■ Task instructions ■
Pull out each line in the data that contains the word "green".

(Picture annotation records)
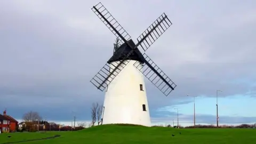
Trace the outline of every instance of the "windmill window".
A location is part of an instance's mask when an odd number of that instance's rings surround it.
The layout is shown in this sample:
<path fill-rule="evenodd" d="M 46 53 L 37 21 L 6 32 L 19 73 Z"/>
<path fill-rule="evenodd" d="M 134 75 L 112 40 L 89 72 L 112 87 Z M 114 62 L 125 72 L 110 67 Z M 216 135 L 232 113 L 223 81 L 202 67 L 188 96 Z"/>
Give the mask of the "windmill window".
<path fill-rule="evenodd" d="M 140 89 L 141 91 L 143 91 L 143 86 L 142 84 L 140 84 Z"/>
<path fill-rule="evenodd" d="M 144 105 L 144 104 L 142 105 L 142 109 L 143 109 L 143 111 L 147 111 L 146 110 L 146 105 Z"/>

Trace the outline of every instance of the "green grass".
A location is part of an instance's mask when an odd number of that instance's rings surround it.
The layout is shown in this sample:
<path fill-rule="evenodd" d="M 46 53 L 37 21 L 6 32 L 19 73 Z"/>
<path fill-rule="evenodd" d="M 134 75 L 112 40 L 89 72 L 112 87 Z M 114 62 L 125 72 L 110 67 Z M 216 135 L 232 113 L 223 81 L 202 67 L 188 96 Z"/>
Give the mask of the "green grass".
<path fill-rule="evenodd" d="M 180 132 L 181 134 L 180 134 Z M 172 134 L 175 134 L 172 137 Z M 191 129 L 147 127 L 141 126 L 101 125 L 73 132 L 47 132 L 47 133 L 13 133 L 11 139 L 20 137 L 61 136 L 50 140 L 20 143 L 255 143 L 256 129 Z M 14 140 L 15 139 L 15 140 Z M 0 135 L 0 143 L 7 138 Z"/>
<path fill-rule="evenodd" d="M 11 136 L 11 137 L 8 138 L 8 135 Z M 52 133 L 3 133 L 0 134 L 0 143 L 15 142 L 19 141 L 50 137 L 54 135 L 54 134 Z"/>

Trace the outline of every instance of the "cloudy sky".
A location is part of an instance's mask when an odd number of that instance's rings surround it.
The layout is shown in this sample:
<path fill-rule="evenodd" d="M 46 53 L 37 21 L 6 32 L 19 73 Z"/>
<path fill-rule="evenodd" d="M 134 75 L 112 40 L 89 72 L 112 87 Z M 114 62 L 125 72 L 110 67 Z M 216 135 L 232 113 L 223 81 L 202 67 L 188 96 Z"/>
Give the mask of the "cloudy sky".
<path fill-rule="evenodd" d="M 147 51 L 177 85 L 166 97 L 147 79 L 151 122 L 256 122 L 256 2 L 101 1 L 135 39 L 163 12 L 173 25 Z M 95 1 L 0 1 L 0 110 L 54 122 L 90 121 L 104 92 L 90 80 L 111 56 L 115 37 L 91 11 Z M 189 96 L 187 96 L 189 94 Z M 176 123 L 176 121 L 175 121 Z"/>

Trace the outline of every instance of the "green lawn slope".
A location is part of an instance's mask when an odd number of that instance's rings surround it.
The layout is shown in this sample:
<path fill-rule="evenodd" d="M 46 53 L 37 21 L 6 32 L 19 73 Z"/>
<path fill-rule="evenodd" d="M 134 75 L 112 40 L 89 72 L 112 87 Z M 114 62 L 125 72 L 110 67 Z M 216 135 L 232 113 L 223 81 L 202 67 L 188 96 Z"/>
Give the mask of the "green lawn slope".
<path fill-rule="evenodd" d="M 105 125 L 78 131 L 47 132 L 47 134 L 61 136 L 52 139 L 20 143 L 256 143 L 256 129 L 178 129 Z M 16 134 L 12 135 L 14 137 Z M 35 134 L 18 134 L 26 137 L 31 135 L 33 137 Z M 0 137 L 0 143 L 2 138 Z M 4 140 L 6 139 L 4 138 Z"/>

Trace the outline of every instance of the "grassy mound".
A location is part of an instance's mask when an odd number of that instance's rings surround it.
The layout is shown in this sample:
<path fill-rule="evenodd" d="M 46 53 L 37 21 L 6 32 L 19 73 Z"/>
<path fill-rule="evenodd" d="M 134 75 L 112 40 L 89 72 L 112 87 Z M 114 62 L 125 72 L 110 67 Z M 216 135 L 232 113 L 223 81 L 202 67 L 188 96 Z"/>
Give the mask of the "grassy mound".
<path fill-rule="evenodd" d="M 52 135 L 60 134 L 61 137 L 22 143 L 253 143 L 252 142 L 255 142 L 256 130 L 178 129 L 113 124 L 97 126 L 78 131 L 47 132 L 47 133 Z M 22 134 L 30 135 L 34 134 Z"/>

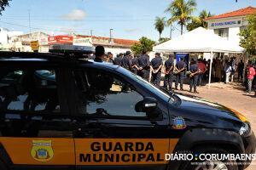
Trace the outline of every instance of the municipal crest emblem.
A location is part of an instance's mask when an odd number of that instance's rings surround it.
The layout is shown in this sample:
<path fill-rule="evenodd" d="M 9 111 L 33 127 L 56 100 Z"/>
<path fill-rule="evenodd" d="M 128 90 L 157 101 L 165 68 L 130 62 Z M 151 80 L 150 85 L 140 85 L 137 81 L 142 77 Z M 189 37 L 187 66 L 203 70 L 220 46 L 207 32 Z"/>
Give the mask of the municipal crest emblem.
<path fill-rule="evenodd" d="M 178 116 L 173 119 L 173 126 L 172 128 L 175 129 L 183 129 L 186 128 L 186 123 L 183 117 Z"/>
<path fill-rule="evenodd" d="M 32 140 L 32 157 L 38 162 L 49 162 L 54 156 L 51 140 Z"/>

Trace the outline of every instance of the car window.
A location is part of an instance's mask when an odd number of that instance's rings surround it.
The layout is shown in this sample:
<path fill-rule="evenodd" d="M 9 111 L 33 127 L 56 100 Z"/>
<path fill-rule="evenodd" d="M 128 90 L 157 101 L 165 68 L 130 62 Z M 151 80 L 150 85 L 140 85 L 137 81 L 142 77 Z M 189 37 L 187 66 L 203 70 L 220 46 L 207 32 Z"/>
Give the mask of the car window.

■ Reply to the exercise ■
Trace the outline of every instance of the "green grass".
Give the mask of the "green grass".
Trace the outline of every instance of the "green lawn slope".
Give the mask of the "green lawn slope".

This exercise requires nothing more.